# [Exercise goal]
Extract the records from the very first line up to and including the line with "pixel 607 13", and copy those lines without any change.

# [Given data]
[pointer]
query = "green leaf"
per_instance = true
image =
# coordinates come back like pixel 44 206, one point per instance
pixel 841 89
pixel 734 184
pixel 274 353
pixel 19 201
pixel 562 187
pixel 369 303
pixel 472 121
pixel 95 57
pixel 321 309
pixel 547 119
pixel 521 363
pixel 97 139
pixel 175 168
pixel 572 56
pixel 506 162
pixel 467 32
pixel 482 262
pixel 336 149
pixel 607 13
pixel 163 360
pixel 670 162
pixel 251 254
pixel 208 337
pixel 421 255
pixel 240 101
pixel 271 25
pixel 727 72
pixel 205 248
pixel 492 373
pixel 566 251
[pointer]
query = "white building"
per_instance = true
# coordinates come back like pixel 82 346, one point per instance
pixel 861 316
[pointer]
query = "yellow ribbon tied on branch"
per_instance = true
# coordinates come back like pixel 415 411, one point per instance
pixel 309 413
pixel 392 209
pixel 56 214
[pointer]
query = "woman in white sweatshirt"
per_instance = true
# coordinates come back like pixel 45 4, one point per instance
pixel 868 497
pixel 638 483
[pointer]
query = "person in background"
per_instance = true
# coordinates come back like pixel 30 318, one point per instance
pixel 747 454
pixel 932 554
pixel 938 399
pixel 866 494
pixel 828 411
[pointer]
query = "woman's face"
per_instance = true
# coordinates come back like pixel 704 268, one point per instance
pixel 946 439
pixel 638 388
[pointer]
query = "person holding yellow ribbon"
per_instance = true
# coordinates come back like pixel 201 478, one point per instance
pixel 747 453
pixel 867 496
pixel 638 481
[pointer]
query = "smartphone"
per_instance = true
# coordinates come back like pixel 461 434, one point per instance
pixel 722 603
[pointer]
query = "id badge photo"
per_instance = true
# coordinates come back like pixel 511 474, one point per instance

# [Task solution]
[pointer]
query = "green leaf"
per_instance = true
image =
# coordinates come back like pixel 44 206, one point per instance
pixel 841 89
pixel 734 184
pixel 274 353
pixel 19 201
pixel 562 187
pixel 369 303
pixel 472 121
pixel 95 57
pixel 321 309
pixel 547 119
pixel 521 363
pixel 97 139
pixel 175 168
pixel 572 56
pixel 506 162
pixel 467 32
pixel 482 262
pixel 336 149
pixel 607 13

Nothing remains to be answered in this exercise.